Write out the whole listing again, exactly.

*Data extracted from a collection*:
═══
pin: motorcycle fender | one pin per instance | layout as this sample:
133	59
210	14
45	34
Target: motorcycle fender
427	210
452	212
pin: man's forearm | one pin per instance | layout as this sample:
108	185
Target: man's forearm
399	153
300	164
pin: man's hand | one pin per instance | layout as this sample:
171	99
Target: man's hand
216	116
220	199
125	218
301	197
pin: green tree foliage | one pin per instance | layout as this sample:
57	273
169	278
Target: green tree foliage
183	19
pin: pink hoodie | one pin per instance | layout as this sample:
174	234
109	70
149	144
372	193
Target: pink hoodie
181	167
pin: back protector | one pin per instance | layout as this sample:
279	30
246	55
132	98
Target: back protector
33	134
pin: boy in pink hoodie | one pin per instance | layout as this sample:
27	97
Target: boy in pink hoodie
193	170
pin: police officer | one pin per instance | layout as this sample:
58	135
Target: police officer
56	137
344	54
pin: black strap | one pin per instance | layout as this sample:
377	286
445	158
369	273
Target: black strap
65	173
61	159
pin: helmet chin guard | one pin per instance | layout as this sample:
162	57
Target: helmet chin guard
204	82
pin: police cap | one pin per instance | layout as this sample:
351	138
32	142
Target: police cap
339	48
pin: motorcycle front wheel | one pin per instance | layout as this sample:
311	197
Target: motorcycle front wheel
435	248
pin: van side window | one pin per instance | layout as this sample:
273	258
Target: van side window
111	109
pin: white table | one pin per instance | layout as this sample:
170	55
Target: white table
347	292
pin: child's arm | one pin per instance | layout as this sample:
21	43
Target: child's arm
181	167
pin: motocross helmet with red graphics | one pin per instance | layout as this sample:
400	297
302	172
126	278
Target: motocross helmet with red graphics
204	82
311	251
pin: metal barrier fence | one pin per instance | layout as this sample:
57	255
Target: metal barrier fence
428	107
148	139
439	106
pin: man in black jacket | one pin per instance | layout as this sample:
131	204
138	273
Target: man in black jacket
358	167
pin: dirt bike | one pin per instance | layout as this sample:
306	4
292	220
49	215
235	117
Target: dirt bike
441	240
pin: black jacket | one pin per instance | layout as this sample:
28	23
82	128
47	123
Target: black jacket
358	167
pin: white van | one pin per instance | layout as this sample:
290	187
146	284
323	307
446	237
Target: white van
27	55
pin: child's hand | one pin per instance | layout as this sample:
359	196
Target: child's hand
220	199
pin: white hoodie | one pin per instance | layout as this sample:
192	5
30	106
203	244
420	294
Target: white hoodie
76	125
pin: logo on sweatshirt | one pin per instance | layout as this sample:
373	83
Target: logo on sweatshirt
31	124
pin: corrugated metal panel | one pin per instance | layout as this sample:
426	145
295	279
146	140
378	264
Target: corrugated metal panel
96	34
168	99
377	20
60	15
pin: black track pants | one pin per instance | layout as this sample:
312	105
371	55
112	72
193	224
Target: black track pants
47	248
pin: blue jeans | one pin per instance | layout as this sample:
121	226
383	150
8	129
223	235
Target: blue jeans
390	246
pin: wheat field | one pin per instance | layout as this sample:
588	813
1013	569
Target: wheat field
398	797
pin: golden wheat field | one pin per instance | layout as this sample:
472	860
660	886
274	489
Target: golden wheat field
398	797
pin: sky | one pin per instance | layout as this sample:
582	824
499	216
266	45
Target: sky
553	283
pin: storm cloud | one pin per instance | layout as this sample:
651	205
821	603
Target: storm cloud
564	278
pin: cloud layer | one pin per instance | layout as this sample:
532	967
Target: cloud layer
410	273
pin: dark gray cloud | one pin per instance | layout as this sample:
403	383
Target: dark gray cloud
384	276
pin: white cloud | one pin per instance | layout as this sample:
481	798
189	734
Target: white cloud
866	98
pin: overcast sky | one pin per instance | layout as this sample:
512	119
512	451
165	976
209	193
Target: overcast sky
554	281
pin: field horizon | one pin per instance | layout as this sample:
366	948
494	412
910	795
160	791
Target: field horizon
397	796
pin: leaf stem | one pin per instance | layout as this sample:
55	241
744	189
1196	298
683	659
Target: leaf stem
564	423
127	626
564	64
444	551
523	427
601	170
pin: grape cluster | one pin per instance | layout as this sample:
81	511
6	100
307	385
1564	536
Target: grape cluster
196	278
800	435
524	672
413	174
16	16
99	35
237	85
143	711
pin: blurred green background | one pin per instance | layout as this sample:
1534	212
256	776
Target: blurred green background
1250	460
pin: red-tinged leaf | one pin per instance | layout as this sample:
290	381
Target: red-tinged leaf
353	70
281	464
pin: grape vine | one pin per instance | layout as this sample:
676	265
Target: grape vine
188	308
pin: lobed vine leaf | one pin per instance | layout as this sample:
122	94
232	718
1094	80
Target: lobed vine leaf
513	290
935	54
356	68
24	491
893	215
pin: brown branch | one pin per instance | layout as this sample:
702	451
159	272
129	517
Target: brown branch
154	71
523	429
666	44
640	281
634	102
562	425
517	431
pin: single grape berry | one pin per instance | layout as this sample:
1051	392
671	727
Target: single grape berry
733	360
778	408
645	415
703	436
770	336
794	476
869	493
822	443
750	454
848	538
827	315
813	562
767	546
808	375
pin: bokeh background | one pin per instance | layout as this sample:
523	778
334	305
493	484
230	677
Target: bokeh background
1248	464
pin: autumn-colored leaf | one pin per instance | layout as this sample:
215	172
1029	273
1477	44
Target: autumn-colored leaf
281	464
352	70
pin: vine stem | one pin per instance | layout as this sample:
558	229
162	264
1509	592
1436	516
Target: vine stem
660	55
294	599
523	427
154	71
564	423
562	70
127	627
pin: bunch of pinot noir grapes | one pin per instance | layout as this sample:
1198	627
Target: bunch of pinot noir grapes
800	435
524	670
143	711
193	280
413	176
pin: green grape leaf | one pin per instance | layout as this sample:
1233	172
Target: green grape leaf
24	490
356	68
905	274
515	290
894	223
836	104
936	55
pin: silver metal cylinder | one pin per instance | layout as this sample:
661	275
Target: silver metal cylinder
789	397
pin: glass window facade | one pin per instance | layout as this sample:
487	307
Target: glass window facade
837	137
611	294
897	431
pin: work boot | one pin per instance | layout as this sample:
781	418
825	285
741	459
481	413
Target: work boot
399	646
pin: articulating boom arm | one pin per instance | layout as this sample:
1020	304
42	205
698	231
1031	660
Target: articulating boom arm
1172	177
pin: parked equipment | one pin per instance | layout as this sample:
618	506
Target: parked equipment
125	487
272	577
═══
*Correct output*:
pin: motorcycle fender | one pin per instance | layout as this sample:
133	59
210	14
45	34
Target: motorcycle fender
427	210
452	212
pin: man's forearm | one pin per instance | layout as this sample:
108	185
Target: man's forearm
399	153
300	164
pin: man's hand | one pin per instance | layout as this sample:
171	99
Target: man's hand
216	116
220	199
125	218
301	197
pin: green tree foliage | one pin per instance | layout as this sample:
57	273
169	278
Target: green tree foliage
183	19
pin: pink hoodie | one pin per instance | layout as this sample:
174	234
109	70
149	144
372	193
Target: pink hoodie
181	167
pin: back protector | one pin per instance | layout as this sample:
279	30
246	55
132	98
Target: back protector
33	134
pin: boy in pink hoodie | one pin per instance | layout as this sample:
27	97
Target: boy in pink hoodie
193	170
pin: police officer | one pin per instance | layout as this sample:
58	135
Target: police officer
56	137
344	54
pin: black strap | one pin per instance | layout as this sample:
377	286
445	158
369	273
Target: black strap
65	173
61	159
pin: helmet chin guard | one pin per instance | layout as this sample:
162	57
Target: helmet chin guard
204	82
pin: police cap | one pin per instance | layout as this sample:
351	138
32	142
Target: police cap
339	48
pin: motorcycle front wheel | one pin per instance | layout as this sample:
311	197
Target: motorcycle front wheel
435	248
pin: van side window | one pin per instance | layout as this sample:
273	258
Target: van side window
111	109
pin: white table | one pin per instance | layout as this sample:
170	55
Target: white table
347	292
pin: child's arm | one pin per instance | layout as this sample:
21	43
Target: child's arm
181	167
pin: motocross helmet with red graphics | one pin per instance | layout as this sample:
400	297
302	172
126	278
Target: motocross helmet with red graphics
204	82
311	251
pin: metal barrier fence | one pin per instance | layout as this sample:
57	255
Target: metal barrier fence
428	107
148	139
439	106
pin: man in black jacket | one pin per instance | layout as this sample:
131	204
138	273
Target: man in black jacket
358	167
pin: dirt bike | one pin per instance | layout as this sample:
306	4
292	220
49	215
235	117
Target: dirt bike
441	240
pin: black jacket | one pin per instance | layout as this sample:
28	23
82	128
47	123
Target: black jacket
358	167
pin: white van | one pin per instance | layout as this sample:
290	187
146	284
323	307
446	237
Target: white van
27	55
pin: child's hand | one pin per instance | layout as this sample:
359	196
Target: child's hand
220	199
pin: white hoodie | one pin per instance | layout as this sample:
192	5
30	106
203	244
420	294
Target: white hoodie
76	125
pin: logo on sweatshirt | one pin per instance | layout as this sample:
373	83
Target: logo on sweatshirt
31	124
pin: corrugated metal panel | one pin per instance | layout as this sample:
426	145
295	279
146	140
378	264
Target: corrugated metal panel
96	34
168	99
377	20
60	15
pin: black track pants | one pin per instance | layout as this sample:
312	105
371	55
112	72
193	224
Target: black track pants
47	248
pin: blue jeans | one pin per instance | layout as this sample:
121	226
383	150
8	129
223	235
Target: blue jeans
390	246
pin: wheat field | one pin per instance | layout as this sample:
588	813
1013	569
Target: wheat field
398	797
pin: golden wheat field | one pin per instance | layout as this sample:
472	860
660	886
274	489
Target: golden wheat field
398	797
pin: sky | one pin per instance | layout as this sample:
582	824
499	216
266	45
Target: sky
553	283
pin: storm cloud | one pin per instance | layout as this sample:
651	205
821	603
Target: storm cloud
564	278
pin: cloud layer | one pin per instance | layout as this sample:
532	967
Target: cloud layer
410	273
pin: dark gray cloud | one pin per instance | layout as this sample:
403	383
Target: dark gray cloud
384	276
pin: white cloud | one pin per instance | layout as this sample:
481	798
189	734
Target: white cloud
866	98
pin: overcast sky | one pin per instance | layout as this sample:
512	119
512	451
165	976
209	193
Target: overcast sky
554	281
pin: field horizon | one pin per instance | layout as this sample:
366	948
494	412
910	795
160	791
Target: field horizon
397	796
pin: leaf stem | one pin per instance | layout as this sample:
55	241
744	189
1196	298
683	659
Target: leaf stem
564	423
127	626
564	64
444	551
523	427
601	170
pin: grape cluster | one pin per instance | layout as this sample:
81	511
6	100
307	385
1564	536
Target: grape cluster
196	278
800	435
524	672
413	174
16	16
99	35
237	85
143	711
pin: blurred green background | one pin per instance | layout as this sample:
1534	212
256	776
Target: blurred green background
1250	460
pin: red-tinged leaf | one pin per instance | layout as this sample:
290	381
Target: red-tinged leaf
353	70
281	464
pin: grape vine | one pin per instance | layout as this sample:
676	265
Target: grape vine
188	308
pin: lobed vine leaf | one pin per instance | layout as this sample:
122	94
232	718
1094	80
Target: lobed vine leaf
513	290
935	54
356	68
24	491
893	215
pin: brown branch | one pin per instance | layout as this sample:
702	451
159	272
129	517
Target: brown branch
154	71
523	429
666	44
640	281
634	102
562	425
517	431
pin: single grape berry | one pin per instance | layout as this sample:
1051	392
671	727
Target: single grape berry
733	360
778	408
645	415
703	436
770	336
794	476
869	493
822	443
750	454
848	538
827	315
813	562
767	546
808	375
pin: bokeh background | one pin per instance | layout as this sample:
523	778
334	305
493	484
230	677
Target: bokeh background
1248	464
pin: autumn-colored leaf | one pin per instance | layout as this sample:
215	172
1029	273
1477	44
Target: autumn-colored leaf
281	464
352	70
pin: vine stem | one pin per instance | layout as this sample:
558	229
162	264
1509	592
1436	516
Target: vine stem
660	55
294	599
523	427
154	71
564	423
562	70
127	627
pin: bunch of pinot noir grapes | one pin per instance | layout as this sample:
1198	627
Target: bunch of pinot noir grapes
800	435
524	670
143	711
193	280
413	176
pin: green grape leaf | one pin per instance | layout as this sample:
1233	172
Target: green grape leaf
24	490
356	68
905	274
515	290
894	223
836	104
936	55
pin: silver metal cylinder | one pin per instance | layout as this sample:
661	275
Target: silver metal cylinder
789	397
pin: glass window facade | one pin per instance | layout as this sample:
487	307
Target: glass window facade
837	137
611	294
897	431
pin: work boot | one pin per instance | layout as this sample:
781	418
825	285
741	459
481	413
Target: work boot
399	646
pin: articulating boom arm | one pin per instance | layout as this sample:
1020	304
42	205
698	231
1031	660
Target: articulating boom arm
1172	177
pin: parked equipment | one pin per instance | layout as this sample:
618	506
Target: parked equipment
125	487
272	577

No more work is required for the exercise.